_Short problem_
Please identify every line in the data below that contains the string "blue", and copy each such line in full. Treat the match as case-sensitive.

_Rows_

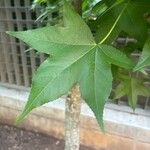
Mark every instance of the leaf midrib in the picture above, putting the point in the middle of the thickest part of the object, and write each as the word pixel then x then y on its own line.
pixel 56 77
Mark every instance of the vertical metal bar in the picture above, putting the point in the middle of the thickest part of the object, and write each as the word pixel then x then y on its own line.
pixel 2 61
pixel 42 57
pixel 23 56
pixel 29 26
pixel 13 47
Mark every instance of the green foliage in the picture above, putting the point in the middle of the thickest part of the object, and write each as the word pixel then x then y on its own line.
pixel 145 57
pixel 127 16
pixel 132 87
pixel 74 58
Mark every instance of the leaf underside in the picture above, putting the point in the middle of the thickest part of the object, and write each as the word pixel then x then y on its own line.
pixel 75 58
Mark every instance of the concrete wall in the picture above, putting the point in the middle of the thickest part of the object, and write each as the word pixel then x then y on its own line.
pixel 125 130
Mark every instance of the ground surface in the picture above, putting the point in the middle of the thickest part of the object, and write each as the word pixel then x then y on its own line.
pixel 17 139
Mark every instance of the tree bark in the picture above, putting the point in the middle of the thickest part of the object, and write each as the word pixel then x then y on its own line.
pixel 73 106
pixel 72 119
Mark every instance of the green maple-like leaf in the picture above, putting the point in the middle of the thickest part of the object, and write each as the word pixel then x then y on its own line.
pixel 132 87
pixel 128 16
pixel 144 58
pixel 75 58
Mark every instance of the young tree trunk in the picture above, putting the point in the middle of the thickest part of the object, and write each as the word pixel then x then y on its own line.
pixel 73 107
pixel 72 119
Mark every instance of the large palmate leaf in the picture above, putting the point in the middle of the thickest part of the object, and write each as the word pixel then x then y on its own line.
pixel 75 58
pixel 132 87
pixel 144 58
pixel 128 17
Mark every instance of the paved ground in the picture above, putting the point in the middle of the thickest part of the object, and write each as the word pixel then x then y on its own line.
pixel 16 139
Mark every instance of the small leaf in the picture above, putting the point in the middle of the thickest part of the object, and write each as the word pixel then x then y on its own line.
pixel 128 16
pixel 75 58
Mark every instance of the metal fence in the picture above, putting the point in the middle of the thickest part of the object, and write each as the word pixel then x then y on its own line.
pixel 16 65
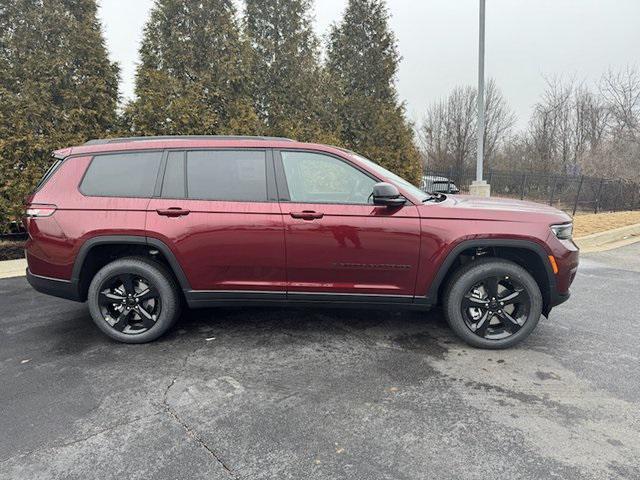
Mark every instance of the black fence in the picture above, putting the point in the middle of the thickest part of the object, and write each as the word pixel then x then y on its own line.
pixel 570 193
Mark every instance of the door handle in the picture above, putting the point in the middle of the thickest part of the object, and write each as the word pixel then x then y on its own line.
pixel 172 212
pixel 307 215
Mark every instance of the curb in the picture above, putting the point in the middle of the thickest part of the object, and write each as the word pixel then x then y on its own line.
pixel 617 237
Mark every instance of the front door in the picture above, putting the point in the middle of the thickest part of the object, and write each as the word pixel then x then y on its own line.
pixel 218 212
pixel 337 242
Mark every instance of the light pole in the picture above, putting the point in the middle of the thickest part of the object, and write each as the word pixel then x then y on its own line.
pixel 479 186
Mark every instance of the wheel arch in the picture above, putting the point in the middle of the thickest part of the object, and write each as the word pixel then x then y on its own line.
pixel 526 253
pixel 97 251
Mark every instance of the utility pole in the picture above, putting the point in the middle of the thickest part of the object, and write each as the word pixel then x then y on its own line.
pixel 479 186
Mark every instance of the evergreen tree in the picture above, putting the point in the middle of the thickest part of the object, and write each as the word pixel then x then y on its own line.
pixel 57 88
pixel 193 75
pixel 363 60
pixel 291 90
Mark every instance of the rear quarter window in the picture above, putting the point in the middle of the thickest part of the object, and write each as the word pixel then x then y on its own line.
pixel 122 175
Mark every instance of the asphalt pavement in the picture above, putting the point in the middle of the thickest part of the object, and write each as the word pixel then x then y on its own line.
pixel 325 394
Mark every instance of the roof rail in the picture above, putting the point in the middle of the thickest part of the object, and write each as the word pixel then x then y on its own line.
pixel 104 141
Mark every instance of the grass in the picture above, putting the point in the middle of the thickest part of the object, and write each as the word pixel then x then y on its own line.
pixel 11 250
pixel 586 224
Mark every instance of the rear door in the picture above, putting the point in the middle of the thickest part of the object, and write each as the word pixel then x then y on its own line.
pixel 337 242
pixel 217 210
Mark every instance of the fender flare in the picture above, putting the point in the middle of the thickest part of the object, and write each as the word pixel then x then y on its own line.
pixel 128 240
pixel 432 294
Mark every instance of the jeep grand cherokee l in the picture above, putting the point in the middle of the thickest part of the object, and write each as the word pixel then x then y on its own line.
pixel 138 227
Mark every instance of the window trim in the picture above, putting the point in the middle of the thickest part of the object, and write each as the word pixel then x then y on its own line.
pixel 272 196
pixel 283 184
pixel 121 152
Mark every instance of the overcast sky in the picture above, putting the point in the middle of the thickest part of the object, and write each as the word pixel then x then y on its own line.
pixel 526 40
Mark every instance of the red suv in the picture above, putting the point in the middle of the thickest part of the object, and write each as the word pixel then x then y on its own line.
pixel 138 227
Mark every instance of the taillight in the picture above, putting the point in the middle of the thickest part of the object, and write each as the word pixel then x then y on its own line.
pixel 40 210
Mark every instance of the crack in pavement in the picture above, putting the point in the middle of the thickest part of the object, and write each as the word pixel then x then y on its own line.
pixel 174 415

---

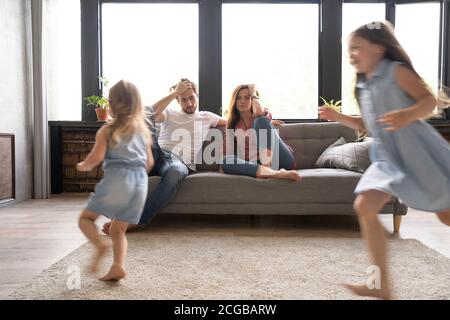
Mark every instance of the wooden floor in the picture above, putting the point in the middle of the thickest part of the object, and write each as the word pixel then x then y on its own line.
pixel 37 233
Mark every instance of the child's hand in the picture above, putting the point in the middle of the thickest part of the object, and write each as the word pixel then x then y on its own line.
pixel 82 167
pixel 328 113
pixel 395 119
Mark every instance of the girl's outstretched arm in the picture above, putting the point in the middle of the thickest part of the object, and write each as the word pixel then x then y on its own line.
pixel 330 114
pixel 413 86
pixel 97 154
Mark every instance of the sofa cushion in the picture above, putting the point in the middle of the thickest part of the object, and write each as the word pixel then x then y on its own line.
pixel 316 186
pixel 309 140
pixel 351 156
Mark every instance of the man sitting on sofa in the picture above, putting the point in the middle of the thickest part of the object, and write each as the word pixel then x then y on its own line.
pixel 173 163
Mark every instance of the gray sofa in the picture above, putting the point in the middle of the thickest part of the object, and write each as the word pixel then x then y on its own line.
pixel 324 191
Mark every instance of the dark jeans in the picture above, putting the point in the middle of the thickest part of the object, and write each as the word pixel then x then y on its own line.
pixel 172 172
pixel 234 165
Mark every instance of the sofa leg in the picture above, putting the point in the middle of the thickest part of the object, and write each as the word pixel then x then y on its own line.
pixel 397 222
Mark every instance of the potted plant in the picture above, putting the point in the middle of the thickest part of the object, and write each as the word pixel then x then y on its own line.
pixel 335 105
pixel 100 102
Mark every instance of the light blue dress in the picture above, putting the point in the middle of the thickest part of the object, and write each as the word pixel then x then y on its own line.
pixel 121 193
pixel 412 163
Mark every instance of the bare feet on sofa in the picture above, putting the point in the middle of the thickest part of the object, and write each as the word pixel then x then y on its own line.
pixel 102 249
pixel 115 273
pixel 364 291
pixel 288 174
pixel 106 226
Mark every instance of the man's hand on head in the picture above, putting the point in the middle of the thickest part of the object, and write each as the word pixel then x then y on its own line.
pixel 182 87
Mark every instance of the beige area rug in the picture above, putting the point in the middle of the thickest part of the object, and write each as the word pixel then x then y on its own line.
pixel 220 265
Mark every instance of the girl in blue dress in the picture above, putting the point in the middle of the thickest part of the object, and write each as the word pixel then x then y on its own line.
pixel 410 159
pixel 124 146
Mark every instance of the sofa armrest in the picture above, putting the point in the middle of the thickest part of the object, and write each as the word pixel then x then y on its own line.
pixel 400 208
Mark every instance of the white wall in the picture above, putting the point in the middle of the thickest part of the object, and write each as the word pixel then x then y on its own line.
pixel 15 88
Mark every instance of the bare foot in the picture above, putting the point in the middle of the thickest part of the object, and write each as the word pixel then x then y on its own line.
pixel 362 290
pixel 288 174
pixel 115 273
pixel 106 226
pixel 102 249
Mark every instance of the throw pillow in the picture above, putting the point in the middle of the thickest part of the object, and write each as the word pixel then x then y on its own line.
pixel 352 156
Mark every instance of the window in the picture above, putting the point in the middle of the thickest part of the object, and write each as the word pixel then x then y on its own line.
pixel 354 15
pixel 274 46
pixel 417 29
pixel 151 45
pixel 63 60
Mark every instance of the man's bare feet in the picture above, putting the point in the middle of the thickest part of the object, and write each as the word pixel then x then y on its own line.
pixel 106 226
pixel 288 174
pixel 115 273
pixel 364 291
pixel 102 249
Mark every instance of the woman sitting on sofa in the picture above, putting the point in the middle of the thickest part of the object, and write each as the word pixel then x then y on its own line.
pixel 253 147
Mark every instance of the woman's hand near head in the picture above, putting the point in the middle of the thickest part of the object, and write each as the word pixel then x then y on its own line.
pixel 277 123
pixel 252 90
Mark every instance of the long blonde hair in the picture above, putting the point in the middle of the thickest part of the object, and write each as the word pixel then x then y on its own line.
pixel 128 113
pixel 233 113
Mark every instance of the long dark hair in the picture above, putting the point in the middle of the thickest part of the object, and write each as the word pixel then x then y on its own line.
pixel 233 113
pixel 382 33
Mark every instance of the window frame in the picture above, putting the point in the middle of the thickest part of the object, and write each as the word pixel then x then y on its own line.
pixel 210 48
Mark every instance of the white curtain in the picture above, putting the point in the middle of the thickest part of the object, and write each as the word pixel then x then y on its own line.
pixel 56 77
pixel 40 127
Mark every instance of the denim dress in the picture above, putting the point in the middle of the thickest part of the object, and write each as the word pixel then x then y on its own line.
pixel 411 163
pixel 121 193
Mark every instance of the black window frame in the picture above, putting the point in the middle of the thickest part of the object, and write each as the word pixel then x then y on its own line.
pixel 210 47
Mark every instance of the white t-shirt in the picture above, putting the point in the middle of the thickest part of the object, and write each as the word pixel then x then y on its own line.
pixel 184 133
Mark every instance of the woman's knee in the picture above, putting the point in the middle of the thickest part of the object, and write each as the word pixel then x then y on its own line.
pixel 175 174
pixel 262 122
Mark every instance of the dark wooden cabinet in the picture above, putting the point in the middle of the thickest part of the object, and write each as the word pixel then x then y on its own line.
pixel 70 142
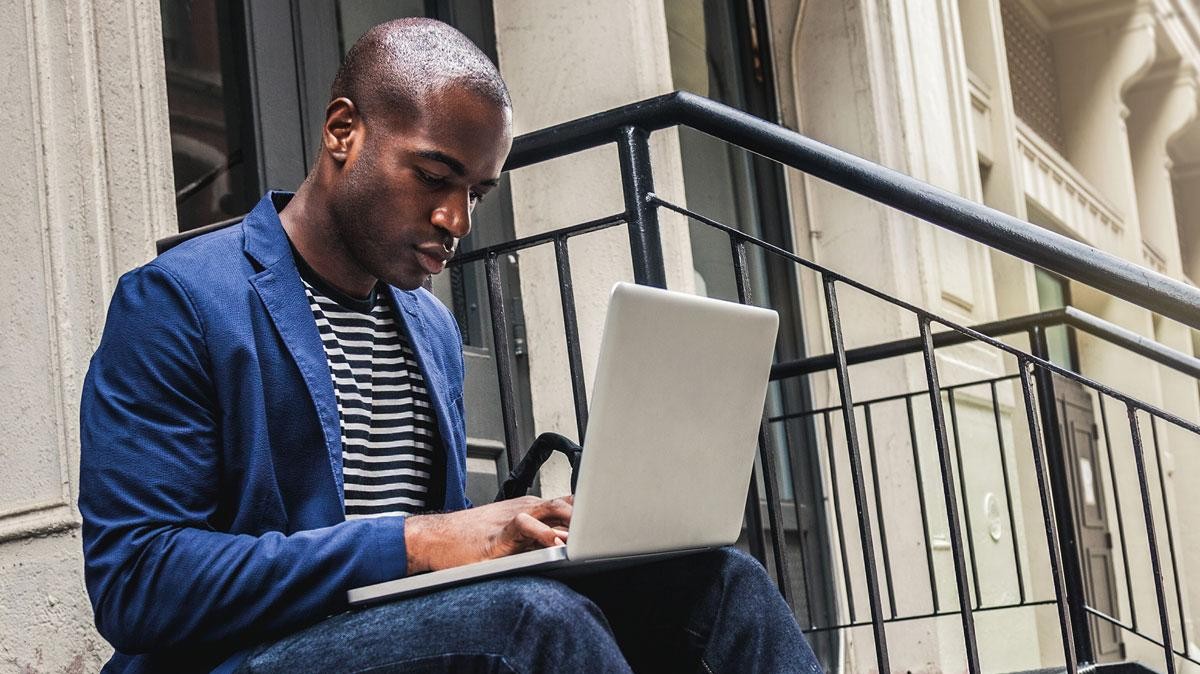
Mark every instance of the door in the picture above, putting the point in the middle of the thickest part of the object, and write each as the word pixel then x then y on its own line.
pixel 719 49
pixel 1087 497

_Finished task_
Mark every instance of the light blue dress in the picture above, putting the point in the middle of the thickest part of the object, and write each as the word pixel then x then y on its own line.
Mark every instance of the girl in blue dress in the picture above, putting the point in the middle of the thickest part of the object, and write each as the word pixel then x then y on its own line.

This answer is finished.